A block of data:
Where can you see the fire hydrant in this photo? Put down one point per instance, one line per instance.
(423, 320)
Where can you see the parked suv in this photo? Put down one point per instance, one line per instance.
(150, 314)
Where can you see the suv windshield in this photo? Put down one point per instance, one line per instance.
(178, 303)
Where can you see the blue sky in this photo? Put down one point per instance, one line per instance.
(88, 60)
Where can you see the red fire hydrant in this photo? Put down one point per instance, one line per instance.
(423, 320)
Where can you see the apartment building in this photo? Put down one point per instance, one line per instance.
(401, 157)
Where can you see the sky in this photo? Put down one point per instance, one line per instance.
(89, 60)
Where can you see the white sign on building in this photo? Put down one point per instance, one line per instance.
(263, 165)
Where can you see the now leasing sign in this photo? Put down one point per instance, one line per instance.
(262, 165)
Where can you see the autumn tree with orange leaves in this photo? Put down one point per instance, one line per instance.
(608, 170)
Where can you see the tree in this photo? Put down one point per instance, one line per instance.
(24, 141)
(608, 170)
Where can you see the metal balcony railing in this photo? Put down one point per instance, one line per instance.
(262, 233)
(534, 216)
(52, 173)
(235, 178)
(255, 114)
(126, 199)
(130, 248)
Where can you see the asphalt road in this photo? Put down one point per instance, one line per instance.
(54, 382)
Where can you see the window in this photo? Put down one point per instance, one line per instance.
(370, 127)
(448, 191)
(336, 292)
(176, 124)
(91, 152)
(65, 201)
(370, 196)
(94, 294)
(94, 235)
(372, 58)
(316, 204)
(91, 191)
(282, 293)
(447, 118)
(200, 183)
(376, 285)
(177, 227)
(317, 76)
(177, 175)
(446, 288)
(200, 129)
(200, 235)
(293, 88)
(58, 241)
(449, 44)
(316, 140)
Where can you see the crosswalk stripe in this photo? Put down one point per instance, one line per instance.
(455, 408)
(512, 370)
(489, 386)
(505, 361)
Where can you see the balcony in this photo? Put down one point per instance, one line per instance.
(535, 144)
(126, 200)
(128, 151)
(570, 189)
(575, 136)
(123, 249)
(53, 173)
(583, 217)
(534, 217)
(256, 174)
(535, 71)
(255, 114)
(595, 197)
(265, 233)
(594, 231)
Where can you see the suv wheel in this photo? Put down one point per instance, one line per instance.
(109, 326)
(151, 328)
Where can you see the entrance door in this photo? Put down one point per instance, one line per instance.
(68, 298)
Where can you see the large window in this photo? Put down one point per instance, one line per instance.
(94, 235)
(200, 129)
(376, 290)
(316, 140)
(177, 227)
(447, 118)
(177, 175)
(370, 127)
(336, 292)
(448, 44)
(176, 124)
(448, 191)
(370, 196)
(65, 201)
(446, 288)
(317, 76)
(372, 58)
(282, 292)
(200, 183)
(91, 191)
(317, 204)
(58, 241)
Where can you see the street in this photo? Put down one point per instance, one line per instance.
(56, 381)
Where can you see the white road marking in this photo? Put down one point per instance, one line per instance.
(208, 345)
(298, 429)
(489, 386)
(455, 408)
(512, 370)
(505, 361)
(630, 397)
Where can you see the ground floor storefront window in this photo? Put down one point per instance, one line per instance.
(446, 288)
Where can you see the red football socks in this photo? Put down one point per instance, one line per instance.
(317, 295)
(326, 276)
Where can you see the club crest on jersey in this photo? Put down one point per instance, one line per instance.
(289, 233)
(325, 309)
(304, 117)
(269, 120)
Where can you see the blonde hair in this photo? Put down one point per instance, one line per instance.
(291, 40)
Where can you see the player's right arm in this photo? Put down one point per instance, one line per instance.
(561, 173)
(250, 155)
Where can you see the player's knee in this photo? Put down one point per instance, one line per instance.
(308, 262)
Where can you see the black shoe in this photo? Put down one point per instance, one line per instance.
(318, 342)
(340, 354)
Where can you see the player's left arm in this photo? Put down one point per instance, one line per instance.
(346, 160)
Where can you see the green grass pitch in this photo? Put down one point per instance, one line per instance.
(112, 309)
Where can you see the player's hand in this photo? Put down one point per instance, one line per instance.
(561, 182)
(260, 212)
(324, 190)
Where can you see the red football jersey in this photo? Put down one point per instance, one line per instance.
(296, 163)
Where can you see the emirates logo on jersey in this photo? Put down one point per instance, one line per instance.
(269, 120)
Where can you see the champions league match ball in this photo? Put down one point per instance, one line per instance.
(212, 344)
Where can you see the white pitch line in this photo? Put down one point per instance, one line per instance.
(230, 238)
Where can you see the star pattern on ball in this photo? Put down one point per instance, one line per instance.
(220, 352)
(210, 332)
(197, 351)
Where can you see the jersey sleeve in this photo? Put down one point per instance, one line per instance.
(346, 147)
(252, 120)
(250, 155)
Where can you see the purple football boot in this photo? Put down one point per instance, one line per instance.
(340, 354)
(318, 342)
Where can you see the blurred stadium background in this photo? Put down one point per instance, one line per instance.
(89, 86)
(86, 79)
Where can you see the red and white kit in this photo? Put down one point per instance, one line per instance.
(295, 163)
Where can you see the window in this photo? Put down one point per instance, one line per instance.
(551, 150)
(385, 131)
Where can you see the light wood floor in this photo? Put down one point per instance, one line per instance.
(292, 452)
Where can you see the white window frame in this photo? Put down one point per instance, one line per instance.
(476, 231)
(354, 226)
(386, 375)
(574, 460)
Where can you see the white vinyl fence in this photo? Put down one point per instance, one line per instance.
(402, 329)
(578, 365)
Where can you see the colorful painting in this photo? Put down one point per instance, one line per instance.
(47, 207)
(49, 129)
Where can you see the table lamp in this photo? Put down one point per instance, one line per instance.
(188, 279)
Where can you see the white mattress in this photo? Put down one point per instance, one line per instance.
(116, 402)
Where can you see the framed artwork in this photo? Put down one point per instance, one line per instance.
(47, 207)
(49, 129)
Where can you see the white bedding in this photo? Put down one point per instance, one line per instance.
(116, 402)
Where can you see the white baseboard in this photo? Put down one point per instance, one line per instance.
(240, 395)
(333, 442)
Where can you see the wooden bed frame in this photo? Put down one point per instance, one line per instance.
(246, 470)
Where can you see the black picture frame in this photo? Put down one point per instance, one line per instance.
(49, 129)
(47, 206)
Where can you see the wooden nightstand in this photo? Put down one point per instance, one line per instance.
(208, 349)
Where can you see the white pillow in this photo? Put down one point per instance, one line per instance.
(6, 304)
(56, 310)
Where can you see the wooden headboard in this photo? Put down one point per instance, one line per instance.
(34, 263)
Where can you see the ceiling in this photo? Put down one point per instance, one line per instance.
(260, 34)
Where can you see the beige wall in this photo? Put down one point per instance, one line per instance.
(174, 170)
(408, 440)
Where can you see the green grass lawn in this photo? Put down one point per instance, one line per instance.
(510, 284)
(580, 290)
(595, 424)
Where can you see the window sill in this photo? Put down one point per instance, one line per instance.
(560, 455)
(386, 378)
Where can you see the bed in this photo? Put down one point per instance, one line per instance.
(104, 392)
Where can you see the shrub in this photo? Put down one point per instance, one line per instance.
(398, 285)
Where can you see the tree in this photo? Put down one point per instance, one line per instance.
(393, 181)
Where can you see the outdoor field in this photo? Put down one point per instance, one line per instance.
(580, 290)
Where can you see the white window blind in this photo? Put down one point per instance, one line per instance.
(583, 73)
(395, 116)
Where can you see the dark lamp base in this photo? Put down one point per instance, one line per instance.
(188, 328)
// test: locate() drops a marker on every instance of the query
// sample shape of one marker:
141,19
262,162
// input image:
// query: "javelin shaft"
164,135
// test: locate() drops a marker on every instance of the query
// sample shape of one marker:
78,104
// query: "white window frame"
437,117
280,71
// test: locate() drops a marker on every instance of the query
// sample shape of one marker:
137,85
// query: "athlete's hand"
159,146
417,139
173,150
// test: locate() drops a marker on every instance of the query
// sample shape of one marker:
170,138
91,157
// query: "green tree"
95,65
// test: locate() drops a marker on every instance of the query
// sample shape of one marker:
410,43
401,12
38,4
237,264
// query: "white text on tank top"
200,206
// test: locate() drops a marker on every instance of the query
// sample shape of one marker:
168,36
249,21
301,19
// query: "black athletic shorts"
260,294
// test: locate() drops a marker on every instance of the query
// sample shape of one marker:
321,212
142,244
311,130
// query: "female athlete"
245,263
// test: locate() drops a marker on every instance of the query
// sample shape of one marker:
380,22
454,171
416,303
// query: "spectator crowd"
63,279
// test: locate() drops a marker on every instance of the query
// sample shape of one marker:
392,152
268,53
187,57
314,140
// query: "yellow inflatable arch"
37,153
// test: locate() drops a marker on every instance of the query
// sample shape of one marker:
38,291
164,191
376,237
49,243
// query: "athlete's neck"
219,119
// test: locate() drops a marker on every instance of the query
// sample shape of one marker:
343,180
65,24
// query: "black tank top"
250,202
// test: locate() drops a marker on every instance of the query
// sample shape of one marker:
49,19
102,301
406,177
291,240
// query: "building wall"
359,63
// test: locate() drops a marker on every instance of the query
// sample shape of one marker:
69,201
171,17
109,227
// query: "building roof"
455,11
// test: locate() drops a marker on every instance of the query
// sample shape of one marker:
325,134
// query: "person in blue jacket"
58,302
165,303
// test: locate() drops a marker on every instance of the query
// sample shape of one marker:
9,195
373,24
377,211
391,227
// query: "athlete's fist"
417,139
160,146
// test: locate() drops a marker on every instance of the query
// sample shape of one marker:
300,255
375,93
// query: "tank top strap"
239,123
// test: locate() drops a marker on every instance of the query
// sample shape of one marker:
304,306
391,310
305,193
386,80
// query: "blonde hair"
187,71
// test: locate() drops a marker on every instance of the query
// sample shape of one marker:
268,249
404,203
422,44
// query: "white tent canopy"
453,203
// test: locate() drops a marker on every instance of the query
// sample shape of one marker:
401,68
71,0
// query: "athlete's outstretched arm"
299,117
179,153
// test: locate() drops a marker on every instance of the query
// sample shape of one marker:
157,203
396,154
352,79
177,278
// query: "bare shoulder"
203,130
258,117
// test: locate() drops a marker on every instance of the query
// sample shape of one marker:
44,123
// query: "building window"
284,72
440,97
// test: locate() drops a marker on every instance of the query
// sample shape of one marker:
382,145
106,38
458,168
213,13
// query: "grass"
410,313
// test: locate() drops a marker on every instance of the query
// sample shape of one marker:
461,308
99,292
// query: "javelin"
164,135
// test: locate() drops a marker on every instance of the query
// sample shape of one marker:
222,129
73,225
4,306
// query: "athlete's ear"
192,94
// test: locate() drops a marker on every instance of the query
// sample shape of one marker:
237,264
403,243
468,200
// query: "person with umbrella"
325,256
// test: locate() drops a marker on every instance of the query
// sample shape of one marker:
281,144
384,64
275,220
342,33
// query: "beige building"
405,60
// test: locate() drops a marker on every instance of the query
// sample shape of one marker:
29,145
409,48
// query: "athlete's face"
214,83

TASK TO COMPLETE: From the entries above, pick out each line that contains the string "player" and copy it in full.

EXERCISE ANSWER:
Where can you see the player's right arm in this photo? Put down one point per instance, one line per instance.
Where can you see the player's knee in this photo? Put down one point per instance, one line per instance.
Where can you see the player's left arm in this photo? Put down one point per instance, one line per instance.
Where can you see the player's hand in this photo? Put down one point per instance, one line per instance.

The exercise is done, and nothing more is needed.